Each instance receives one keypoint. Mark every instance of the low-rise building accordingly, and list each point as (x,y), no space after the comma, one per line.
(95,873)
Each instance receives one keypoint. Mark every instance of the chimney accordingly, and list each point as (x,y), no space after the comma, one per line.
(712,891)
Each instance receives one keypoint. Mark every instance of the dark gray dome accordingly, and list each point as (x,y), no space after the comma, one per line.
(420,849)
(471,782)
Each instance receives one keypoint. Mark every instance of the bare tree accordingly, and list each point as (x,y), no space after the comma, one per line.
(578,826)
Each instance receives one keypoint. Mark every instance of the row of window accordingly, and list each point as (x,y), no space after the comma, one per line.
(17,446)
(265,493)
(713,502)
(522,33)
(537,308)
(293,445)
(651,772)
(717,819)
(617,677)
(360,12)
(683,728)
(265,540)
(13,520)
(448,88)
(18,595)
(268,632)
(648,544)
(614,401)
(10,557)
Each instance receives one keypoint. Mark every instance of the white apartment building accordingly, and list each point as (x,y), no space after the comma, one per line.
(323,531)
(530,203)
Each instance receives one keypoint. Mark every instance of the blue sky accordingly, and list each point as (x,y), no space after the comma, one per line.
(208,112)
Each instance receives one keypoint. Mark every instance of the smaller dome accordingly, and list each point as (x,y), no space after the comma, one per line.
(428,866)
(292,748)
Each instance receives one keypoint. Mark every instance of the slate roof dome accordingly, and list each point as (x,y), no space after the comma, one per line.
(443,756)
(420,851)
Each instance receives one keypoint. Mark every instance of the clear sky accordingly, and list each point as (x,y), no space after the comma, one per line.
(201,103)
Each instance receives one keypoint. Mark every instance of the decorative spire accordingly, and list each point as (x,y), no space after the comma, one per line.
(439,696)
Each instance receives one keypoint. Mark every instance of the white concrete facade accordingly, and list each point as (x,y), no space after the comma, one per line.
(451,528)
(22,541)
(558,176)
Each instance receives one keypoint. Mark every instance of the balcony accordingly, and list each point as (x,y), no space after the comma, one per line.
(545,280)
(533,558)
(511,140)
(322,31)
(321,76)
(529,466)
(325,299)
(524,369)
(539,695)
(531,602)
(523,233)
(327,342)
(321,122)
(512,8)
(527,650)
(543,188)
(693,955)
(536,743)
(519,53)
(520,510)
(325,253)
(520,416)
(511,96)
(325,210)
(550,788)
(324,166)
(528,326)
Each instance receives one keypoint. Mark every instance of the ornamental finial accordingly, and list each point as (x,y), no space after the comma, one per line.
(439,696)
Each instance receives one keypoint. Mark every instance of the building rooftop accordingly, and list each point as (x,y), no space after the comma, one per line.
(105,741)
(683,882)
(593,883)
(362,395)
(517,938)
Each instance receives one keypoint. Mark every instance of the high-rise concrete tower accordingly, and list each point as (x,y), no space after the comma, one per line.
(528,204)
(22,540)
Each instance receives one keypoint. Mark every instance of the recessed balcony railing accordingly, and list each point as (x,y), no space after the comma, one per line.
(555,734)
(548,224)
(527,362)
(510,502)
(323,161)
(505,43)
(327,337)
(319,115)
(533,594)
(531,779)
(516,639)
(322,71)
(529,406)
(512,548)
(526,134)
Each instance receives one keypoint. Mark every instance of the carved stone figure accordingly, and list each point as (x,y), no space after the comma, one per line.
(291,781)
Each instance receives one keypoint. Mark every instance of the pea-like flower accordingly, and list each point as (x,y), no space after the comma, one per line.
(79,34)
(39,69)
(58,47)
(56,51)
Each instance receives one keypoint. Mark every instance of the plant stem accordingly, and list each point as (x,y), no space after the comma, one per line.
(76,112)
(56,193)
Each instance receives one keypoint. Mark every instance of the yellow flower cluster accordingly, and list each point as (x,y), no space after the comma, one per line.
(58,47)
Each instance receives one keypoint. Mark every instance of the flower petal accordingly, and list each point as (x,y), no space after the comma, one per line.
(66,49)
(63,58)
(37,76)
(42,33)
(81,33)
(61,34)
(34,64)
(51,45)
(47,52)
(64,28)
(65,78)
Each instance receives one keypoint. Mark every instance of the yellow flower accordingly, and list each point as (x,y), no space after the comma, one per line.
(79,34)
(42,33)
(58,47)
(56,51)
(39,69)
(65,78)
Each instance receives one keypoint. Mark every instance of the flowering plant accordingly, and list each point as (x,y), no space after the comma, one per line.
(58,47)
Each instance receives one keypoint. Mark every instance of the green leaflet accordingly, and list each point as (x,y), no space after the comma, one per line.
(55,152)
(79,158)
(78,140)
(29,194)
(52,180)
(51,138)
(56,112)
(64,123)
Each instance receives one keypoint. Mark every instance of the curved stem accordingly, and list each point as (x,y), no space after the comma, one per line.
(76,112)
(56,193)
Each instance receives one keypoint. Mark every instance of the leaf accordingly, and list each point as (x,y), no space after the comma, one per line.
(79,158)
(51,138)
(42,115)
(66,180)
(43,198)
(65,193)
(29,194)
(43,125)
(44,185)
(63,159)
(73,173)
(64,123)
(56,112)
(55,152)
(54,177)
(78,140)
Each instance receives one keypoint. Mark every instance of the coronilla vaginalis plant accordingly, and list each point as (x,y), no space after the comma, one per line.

* Work request
Exactly as shown, repeat every record.

* Result of the task
Each instance receives one keypoint. Mark every instance of the low-rise building accordingly, and list each point as (x,y), no space after the comma, one per line.
(95,873)
Each instance receives one keypoint. Mark every instance of the chimney accordingly, and list each point as (x,y), no space after the comma, one per line.
(712,891)
Each instance receives one keypoint. Mark every instance of the dark gray dome accordingly, and list each point as (x,y), no space after the comma, one per line.
(420,849)
(471,782)
Each instance receives one keypoint. Mark every instance of the bare tree accordingly, and list each point as (x,y), no space after the comma, one per line.
(578,826)
Each instance receives one keypoint. Mark every instance of the row of window accordingly, and list each point as (x,y), no space after the comma, one per line.
(17,446)
(265,493)
(713,502)
(522,33)
(537,308)
(293,445)
(651,772)
(717,819)
(617,677)
(360,12)
(683,728)
(265,540)
(13,520)
(448,88)
(18,595)
(268,632)
(648,544)
(614,401)
(10,557)
Each instance receives one keypoint. Mark every instance of the white apartment building accordingly, and list each point as (x,y), no space after the comma, one per line.
(323,531)
(530,203)
Each instance receives one keypoint. Mark every instance of the blue sky accordingly, and list each point as (x,y), no space after the comma, one per line.
(208,112)
Each instance receives one keypoint. Mark every instance of the smaller dome accordingly, and list each point as (x,y), no space after the comma, one per line.
(428,866)
(292,748)
Each instance receives one keypoint. Mark every instance of the slate roof dome accordingly, and list each point as (x,y), no space after the comma, one per line.
(443,756)
(420,851)
Each instance receives one keypoint. Mark every instance of the clear sky accordingly, and list each point as (x,y), no space after the comma, one per line.
(201,103)
Each instance receives one keypoint. Mark every instance of the decorative spire accordingly, and list each point as (x,y), no space after the comma, one per line.
(439,696)
Each instance receives one keypoint. Mark every instance of the white concrete facade accordingly, and list each point as (x,y), no space after the comma, one per line.
(451,528)
(22,541)
(558,176)
Each instance receives one keypoint. Mark every instance of the balcony accordingly, and list each point as (x,y), no space after the comma, one per line.
(545,280)
(533,558)
(511,140)
(322,31)
(321,76)
(529,466)
(325,299)
(524,369)
(539,695)
(531,602)
(523,233)
(327,342)
(321,122)
(512,8)
(527,650)
(543,188)
(693,955)
(536,743)
(519,53)
(520,510)
(325,253)
(520,416)
(511,96)
(325,210)
(550,788)
(324,166)
(528,326)
Each instance receives one keypoint. Mark every instance of the ornamental finial accordingly, and list each point as (x,y), no space after the comma, one per line.
(439,696)
Each instance receives one keypoint. Mark every instance of the building rooftop accordingly, and list each point as (x,y), no space after the comma, one per line.
(105,741)
(683,882)
(593,883)
(362,395)
(517,938)
Each instance receives one keypoint. Mark every instance of the high-rise concrete tower accordingly, and list each point as (x,y), no space after the comma, one per line.
(528,204)
(22,540)
Each instance receives one keypoint. Mark every instance of the recessed balcony railing accordingly, and list each point as (x,y), no space after the comma, one per line.
(555,734)
(548,224)
(527,362)
(510,502)
(323,161)
(505,43)
(327,337)
(319,115)
(533,594)
(531,779)
(516,639)
(322,71)
(529,406)
(512,548)
(526,134)
Each instance receives one keypoint. Mark every instance of the carved stone figure accordingly, and list each point as (x,y), no space after the comma, one per line.
(291,781)
Each instance receives one keypoint. Mark every instance of the pea-like flower accordingly, and list each point as (x,y), no space after the comma, one per line.
(79,34)
(39,69)
(58,47)
(56,51)
Each instance receives one keypoint. Mark every instance of the plant stem accordingly, and list each point as (x,y), no space after the comma, one per line.
(76,112)
(56,193)
Each instance receives one keypoint. Mark every instance of the yellow flower cluster accordingly, and list each point as (x,y), no space after the comma, one per line.
(58,47)
Each instance receives one keypoint. Mark every instance of the flower petal accordingly, and list each point as (x,y), no space after the comma, one per line.
(66,49)
(63,58)
(37,76)
(42,33)
(81,33)
(61,34)
(34,64)
(51,45)
(47,52)
(64,28)
(65,78)
Each instance receives one keypoint. Mark every instance of the yellow flower accordingly, and list each point as (x,y), no space after the comma, one per line.
(79,34)
(42,33)
(58,47)
(56,51)
(39,69)
(65,78)
Each instance receives one keypoint. Mark every instance of the flowering plant accordingly, and list each point as (x,y), no space after the comma, one per line.
(58,47)
Each instance receives one keypoint. Mark every instance of the green leaflet accordingly, and list each point as (x,y), no space after the comma, one per line.
(55,152)
(79,158)
(78,140)
(29,194)
(52,180)
(51,138)
(56,112)
(64,123)
Each instance receives one keypoint. Mark every instance of the curved stem accordingly, and list each point as (x,y), no space after the comma, one per line.
(76,112)
(56,193)
Each instance receives one keypoint. Mark every instance of the leaf accordingly, and list each point as (x,y), no space after the comma, one per line.
(79,158)
(51,138)
(42,115)
(66,180)
(43,198)
(65,193)
(29,194)
(43,125)
(44,185)
(63,159)
(73,173)
(64,123)
(56,112)
(55,152)
(54,177)
(78,140)
Each instance receives one keypoint. Mark every instance of the coronilla vaginalis plant accordingly, and list each point as (x,y), no space after the comma, one per line.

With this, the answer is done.